[Image-grounded pointing data]
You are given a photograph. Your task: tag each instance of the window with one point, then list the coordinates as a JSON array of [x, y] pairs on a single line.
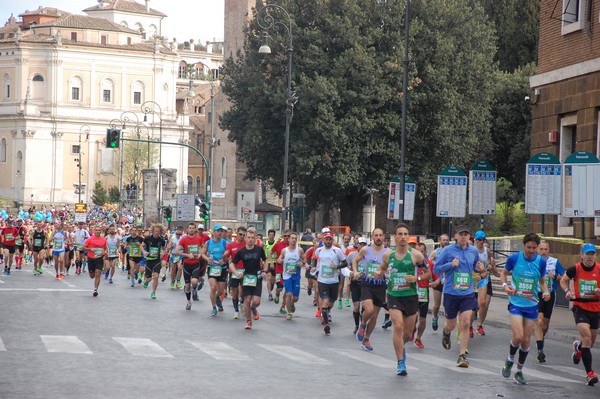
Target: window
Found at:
[[573, 16], [3, 150]]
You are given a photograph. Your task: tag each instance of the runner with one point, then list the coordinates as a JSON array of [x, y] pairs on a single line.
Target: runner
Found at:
[[292, 258], [403, 301], [528, 271], [253, 271], [554, 272], [153, 246], [457, 262], [373, 287], [586, 306], [96, 248], [190, 247]]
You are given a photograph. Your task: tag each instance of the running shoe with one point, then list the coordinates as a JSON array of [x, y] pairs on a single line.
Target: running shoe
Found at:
[[401, 368], [366, 345], [541, 357], [591, 378], [519, 378], [360, 334], [446, 340], [576, 357], [507, 368]]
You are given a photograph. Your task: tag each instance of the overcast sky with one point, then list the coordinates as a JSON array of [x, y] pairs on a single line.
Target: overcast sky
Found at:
[[186, 19]]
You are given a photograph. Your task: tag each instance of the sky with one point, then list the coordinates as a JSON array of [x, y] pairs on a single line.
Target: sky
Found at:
[[200, 20]]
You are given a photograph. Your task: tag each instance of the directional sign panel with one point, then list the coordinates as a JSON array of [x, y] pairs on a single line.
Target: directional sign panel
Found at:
[[452, 193], [543, 184], [581, 194], [482, 189]]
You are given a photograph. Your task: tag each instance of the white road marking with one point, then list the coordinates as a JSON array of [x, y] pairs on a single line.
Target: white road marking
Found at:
[[220, 350], [65, 344], [142, 347], [297, 355]]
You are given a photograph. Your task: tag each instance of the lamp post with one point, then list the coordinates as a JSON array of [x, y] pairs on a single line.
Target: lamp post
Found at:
[[148, 108], [84, 129], [268, 22]]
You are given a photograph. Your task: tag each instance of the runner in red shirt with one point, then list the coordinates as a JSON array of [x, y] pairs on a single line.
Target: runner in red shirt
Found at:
[[9, 236], [235, 288], [96, 247]]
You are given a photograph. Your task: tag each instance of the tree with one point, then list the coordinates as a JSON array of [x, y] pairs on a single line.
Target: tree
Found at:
[[99, 195], [347, 70]]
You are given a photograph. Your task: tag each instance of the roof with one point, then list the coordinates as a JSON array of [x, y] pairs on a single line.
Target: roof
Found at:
[[85, 22], [126, 6]]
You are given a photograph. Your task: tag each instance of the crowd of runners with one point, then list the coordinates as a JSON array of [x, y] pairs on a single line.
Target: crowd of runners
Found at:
[[402, 279]]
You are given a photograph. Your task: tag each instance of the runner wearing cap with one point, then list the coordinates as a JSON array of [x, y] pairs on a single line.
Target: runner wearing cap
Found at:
[[586, 306], [458, 262]]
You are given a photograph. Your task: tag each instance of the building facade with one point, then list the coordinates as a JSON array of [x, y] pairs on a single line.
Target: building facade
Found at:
[[565, 94]]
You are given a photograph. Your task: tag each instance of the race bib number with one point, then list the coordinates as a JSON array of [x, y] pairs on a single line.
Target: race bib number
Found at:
[[250, 280], [423, 293], [214, 270], [462, 281], [587, 288], [290, 268], [398, 282], [525, 286]]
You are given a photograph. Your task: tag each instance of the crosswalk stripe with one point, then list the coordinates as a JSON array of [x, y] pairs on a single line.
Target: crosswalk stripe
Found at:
[[294, 354], [142, 347], [65, 344], [450, 365], [220, 350], [528, 372], [369, 358]]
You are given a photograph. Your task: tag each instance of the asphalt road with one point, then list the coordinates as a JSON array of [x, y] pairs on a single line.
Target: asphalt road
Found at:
[[57, 341]]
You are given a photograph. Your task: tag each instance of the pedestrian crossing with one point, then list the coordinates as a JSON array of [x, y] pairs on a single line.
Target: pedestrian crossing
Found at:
[[230, 352]]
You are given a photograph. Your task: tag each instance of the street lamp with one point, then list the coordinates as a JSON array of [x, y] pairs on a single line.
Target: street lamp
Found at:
[[148, 108], [85, 129], [268, 22]]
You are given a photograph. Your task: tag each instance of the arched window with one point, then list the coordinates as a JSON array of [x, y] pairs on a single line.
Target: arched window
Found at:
[[106, 91], [76, 85], [190, 189], [198, 184], [137, 93], [3, 150]]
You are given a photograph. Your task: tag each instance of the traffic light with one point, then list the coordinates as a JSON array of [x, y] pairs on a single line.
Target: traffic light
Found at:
[[113, 138], [204, 211], [168, 213]]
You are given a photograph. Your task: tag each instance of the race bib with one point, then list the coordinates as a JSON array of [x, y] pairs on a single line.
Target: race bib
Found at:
[[462, 281], [423, 293], [587, 288], [214, 270], [250, 280]]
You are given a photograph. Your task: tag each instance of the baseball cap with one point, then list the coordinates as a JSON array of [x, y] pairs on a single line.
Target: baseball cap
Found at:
[[588, 248], [479, 235], [462, 229]]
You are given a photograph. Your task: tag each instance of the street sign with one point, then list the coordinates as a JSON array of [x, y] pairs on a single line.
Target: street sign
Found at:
[[482, 189], [581, 194], [246, 205], [410, 189], [452, 193], [185, 209], [543, 184]]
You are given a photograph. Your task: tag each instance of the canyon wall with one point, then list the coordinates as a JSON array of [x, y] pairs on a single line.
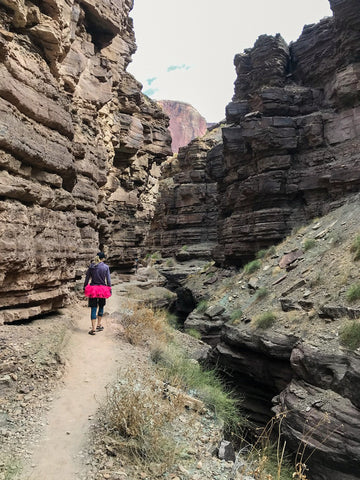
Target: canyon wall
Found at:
[[289, 153], [80, 148], [289, 149], [186, 123]]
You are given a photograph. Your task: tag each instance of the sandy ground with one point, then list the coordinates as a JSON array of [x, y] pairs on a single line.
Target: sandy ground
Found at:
[[92, 362]]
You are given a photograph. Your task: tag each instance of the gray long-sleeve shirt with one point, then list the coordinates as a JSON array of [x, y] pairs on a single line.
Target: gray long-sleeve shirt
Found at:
[[99, 274]]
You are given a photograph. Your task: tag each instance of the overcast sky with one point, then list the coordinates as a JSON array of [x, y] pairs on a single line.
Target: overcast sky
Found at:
[[186, 47]]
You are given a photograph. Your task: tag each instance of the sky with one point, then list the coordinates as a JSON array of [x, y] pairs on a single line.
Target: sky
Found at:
[[186, 48]]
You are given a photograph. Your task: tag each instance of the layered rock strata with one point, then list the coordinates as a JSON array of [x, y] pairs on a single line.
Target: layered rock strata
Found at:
[[292, 151], [80, 148], [185, 221], [279, 336], [186, 123], [291, 139]]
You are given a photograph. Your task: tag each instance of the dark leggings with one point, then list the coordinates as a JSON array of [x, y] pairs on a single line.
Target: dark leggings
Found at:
[[97, 307], [95, 312]]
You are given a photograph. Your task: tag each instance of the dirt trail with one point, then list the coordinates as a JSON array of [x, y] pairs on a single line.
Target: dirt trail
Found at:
[[92, 362]]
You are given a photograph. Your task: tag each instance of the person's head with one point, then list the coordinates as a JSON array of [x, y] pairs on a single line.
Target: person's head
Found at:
[[100, 257]]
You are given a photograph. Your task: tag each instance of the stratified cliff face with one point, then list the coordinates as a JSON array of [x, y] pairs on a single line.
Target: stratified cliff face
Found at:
[[80, 147], [292, 150], [186, 123], [185, 221], [291, 142]]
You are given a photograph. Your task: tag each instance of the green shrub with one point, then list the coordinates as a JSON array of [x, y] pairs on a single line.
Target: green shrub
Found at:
[[266, 320], [266, 252], [350, 335], [179, 370], [353, 292], [261, 254], [309, 243], [172, 319], [202, 306], [252, 266], [261, 293], [236, 314], [355, 248], [193, 333]]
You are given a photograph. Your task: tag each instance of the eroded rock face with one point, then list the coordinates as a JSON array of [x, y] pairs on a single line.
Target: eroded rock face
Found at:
[[80, 148], [292, 153], [186, 123], [290, 145], [185, 221]]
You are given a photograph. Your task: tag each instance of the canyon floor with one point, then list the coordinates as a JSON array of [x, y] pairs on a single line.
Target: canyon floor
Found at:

◆ INSTRUCTIONS FOR THE TASK ◆
Return every line of the records in which the word "trail" is found.

◆ RESPONSE TO THE TASK ◆
You are given a photograph. Your task: tag each instance of the dirt trail with one point, then list the coordinates as a JSON array of [x, y] pairs on a single line.
Target: dirt trail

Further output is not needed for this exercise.